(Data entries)
::::

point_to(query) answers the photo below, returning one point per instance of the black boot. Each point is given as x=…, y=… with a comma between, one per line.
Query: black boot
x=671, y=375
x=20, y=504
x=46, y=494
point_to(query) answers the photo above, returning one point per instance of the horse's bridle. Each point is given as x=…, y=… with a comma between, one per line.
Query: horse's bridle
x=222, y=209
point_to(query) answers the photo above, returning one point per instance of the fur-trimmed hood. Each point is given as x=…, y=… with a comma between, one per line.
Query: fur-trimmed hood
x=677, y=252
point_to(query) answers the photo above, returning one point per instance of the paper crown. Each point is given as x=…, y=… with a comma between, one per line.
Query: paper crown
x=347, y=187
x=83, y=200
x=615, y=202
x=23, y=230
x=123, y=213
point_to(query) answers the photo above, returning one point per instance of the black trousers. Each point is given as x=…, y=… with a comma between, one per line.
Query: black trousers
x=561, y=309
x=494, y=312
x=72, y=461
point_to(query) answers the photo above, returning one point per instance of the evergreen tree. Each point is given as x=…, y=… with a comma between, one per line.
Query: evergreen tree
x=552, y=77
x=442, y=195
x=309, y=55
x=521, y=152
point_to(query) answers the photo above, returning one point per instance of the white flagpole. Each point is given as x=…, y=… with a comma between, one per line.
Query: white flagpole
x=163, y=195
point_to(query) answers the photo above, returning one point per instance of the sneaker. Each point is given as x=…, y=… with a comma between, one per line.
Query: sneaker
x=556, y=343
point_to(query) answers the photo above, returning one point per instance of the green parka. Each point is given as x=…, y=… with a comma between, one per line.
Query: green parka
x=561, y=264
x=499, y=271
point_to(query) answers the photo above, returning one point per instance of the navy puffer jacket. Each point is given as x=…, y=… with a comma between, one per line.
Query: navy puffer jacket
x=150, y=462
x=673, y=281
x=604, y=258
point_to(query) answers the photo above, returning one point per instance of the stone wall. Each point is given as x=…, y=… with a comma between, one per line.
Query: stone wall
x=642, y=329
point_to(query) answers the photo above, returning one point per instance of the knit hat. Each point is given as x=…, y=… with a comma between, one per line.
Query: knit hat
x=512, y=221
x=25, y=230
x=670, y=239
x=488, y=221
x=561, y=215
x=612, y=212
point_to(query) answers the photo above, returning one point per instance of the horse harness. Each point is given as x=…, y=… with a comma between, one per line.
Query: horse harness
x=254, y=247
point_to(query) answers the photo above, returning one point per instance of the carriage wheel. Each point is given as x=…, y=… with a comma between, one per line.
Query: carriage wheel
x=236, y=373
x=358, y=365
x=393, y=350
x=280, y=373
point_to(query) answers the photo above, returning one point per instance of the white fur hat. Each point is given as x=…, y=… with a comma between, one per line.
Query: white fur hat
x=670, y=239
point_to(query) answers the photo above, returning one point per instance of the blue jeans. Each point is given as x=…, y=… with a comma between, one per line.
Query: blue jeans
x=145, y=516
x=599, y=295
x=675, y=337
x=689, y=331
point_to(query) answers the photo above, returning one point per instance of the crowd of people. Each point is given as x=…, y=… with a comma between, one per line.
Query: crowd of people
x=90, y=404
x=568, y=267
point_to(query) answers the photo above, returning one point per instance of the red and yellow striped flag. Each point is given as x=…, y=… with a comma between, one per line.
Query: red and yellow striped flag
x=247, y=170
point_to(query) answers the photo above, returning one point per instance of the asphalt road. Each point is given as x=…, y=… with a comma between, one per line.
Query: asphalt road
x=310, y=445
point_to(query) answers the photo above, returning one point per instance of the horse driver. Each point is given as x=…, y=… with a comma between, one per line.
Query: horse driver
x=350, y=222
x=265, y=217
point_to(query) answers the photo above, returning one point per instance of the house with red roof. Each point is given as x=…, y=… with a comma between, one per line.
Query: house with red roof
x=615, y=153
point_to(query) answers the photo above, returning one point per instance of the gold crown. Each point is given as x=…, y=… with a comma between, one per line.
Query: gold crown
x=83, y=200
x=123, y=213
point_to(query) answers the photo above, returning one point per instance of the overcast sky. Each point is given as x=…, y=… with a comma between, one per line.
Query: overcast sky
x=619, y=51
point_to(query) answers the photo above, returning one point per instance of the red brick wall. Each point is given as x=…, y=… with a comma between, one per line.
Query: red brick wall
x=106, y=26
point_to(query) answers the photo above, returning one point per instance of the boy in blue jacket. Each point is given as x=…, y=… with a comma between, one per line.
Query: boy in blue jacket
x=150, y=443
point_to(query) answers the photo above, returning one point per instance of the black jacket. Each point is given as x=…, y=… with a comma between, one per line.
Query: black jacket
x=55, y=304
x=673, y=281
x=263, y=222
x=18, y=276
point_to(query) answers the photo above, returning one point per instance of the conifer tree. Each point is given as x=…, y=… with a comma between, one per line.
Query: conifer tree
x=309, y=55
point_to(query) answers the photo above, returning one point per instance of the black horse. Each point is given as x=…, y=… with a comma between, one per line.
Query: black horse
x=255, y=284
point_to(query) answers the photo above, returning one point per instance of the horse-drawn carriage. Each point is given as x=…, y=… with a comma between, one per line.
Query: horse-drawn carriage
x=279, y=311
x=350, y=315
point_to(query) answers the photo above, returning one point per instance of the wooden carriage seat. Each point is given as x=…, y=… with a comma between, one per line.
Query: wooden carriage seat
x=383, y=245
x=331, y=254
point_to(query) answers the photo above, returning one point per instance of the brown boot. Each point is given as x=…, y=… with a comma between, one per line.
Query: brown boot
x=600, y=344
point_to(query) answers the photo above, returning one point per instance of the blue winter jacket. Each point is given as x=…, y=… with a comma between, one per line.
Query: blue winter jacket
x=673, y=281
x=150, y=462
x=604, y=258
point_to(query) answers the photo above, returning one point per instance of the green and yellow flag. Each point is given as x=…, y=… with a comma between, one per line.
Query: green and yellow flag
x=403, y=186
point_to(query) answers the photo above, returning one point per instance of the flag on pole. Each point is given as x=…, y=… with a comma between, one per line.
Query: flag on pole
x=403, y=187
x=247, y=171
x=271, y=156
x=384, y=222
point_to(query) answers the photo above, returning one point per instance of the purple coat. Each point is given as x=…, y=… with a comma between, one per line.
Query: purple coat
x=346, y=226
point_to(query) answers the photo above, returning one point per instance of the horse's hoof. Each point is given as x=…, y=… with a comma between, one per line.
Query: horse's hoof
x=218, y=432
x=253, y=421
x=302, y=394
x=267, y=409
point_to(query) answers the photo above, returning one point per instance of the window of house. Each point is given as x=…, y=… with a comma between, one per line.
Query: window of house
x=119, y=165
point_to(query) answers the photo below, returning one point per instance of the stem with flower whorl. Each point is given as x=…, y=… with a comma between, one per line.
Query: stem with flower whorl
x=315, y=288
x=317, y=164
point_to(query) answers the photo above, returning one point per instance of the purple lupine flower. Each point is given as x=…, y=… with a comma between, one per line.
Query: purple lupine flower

::::

◆ **REQUIRED WORK**
Copy every record exactly, with nothing added or dropped.

◆ **ANSWER AREA**
point_to(query) answers the photo below, returning one point per instance of the black boot. Each point is given as x=…, y=… with a comma between, one per line.
Query: black boot
x=671, y=375
x=20, y=504
x=46, y=494
point_to(query) answers the photo above, returning one point per instance of the horse's bridle. Each point is given as x=…, y=… with a comma between, one per line.
Query: horse's bridle
x=222, y=209
point_to(query) answers the photo above, returning one point per instance of the fur-trimmed hood. Each point is given as x=…, y=… with a comma between, one per line.
Query: fur-trimmed hood
x=677, y=252
point_to(query) answers the photo above, returning one point per instance of the paper crown. Each point is given as x=…, y=… with a comma between, one per line.
Query: paper crown
x=347, y=187
x=83, y=200
x=615, y=202
x=23, y=230
x=123, y=213
point_to(query) answers the photo above, returning one point per instance of the black trousers. Each point is given as x=…, y=… with a comma between, one per line.
Query: black trousers
x=561, y=309
x=494, y=312
x=72, y=461
point_to(query) answers the photo above, returning one point per instance of the evergreen tree. Each point is given as x=…, y=… with a comma between, one per line.
Query: evergreen tree
x=552, y=77
x=442, y=195
x=309, y=55
x=521, y=152
point_to(query) answers the photo above, returning one point per instance of the white flagpole. Each point is given as x=…, y=… with a comma between, one per line.
Query: white flagpole
x=163, y=195
point_to(query) answers the photo above, returning one point per instance of the sneaker. Each point is given as x=…, y=… with a comma between, one per line.
Query: sneaker
x=556, y=343
point_to(query) answers the photo above, returning one point per instance of the green parka. Each point is given as x=…, y=… with a comma between, one per line.
Query: green parka
x=561, y=264
x=499, y=271
point_to(query) answers the photo above, returning one point per instance of the navy puffer jacket. Each point is given as x=…, y=… with a comma between, one per line.
Query: navy puffer jacket
x=150, y=462
x=673, y=281
x=604, y=258
point_to(query) answers the photo above, returning one point per instance of the stone wall. Each point is given as x=…, y=… with a comma between, one per line.
Query: stone wall
x=642, y=329
point_to(query) answers the photo above, returning one point per instance of the knit hat. Each point is given as x=…, y=… with a comma between, one per line.
Query: knit hat
x=512, y=221
x=25, y=230
x=670, y=239
x=488, y=221
x=561, y=215
x=612, y=212
point_to(query) answers the photo above, returning one point per instance of the horse harness. Each point is given as x=…, y=… with a comma between, one per line.
Query: horse harness
x=254, y=247
point_to(query) answers the photo above, returning one point per instance of the carriage wheel. Each point is given as x=…, y=… with a comma between, one per line.
Query: carriage wheel
x=236, y=373
x=358, y=365
x=393, y=350
x=280, y=373
point_to(query) answers the photo above, returning one point per instance of the white fur hat. Each point is given as x=…, y=… with a comma between, one per line.
Query: white fur hat
x=670, y=239
point_to(query) answers the photo above, returning one point per instance of the blue jeans. Each point is given as x=…, y=… with a comma between, one per line.
Query: blue jeans
x=145, y=516
x=599, y=295
x=675, y=337
x=689, y=331
point_to(query) answers the photo above, returning one point per instance of the crowd of people. Each point is given as x=…, y=… with a comma between, one per line.
Query: crowd of people
x=90, y=404
x=568, y=267
point_to(query) answers the photo above, returning one point per instance of the red and yellow striped flag. Each point is given as x=…, y=… with a comma between, one per line.
Query: red and yellow striped flag
x=247, y=170
point_to(query) answers the photo above, returning one point per instance of the asphalt road. Each point is given as x=…, y=… with a comma between, one per line.
Query: asphalt road
x=310, y=445
point_to(query) answers the photo above, returning one point per instance of the horse driver. Each point is given as x=…, y=… with a comma between, one per line.
Query: horse driver
x=350, y=222
x=265, y=217
point_to(query) answers the photo above, returning one point per instance of the house with red roof. Each point is given as x=…, y=… with a comma between, one per line.
Query: house with red roof
x=615, y=153
point_to(query) answers the photo above, returning one point per instance of the gold crown. Each point is given as x=…, y=… with a comma between, one per line.
Query: gold crown
x=83, y=200
x=123, y=213
point_to(query) answers the photo above, returning one point per instance of the overcast sky. Each point is given as x=…, y=… with a comma between, one per line.
Query: overcast sky
x=619, y=51
point_to(query) answers the photo above, returning one point per instance of the red brick wall. Each point is given as x=…, y=… with a comma between, one per line.
Query: red brick wall
x=106, y=26
point_to(query) answers the photo above, returning one point per instance of the boy in blue jacket. Each point is given as x=…, y=… with a comma between, one per line.
Query: boy in blue jacket
x=150, y=443
point_to(query) answers the photo above, returning one point per instance of the black jacket. Each point is given as x=…, y=… with a comma between, one per line.
Query: black jacket
x=55, y=304
x=673, y=281
x=263, y=222
x=18, y=276
point_to(query) answers the photo above, returning one point per instance of the conifer tree. Each point is given as x=…, y=… with a comma between, one per line.
Query: conifer tree
x=309, y=55
point_to(query) answers the photo above, returning one point per instance of the black horse. Each point is given as x=…, y=… with a comma between, one per line.
Query: black horse
x=255, y=284
point_to(query) answers the photo above, returning one point per instance of the horse-drawn carriage. Each point is given as x=…, y=… with a comma between, one per line.
Query: horse-drawn carriage
x=279, y=311
x=350, y=315
point_to(query) answers the photo above, returning one point per instance of the wooden carriage seat. Each point is given as x=…, y=… with a comma between, one per line.
Query: wooden carriage seat
x=383, y=245
x=331, y=254
point_to(query) answers the photo above, returning one point per instance of the brown boot. Each point is given as x=…, y=… with a comma between, one per line.
Query: brown boot
x=600, y=344
point_to(query) answers the photo above, returning one point per instance of the blue winter jacket. Each point is given as x=…, y=… with a comma between, one per line.
Query: blue winter jacket
x=673, y=281
x=150, y=462
x=604, y=258
point_to(query) answers the photo above, returning one point per instance of the green and yellow flag. Each point is given as x=…, y=… with a comma between, one per line.
Query: green and yellow flag
x=403, y=186
point_to(query) answers the photo above, returning one point per instance of the flag on pole. Each point is given as x=…, y=… with a comma between, one per line.
Query: flag on pole
x=403, y=187
x=247, y=171
x=271, y=156
x=384, y=222
point_to(query) answers the photo above, returning one point per instance of the purple coat. Each point is given as x=…, y=… with a comma between, one per line.
Query: purple coat
x=346, y=226
point_to(query) answers the photo above, returning one point per instance of the horse's hoof. Each point is given as x=…, y=… with a comma between, one per line.
Query: horse's hoof
x=218, y=432
x=253, y=421
x=302, y=394
x=267, y=409
point_to(query) answers the photo above, returning one point per instance of the window of house. Each point is given as x=…, y=… with a comma between, one per line.
Query: window of house
x=119, y=165
point_to(query) answers the photo below, returning one point per instance of the stem with flower whorl. Each point is given as x=…, y=… with a comma between, one per line.
Query: stem with flower whorl
x=315, y=288
x=317, y=164
point_to(query) answers the photo above, returning one point per instance of the purple lupine flower. Each point is given as x=…, y=… with a comma between, one per line.
Query: purple lupine flower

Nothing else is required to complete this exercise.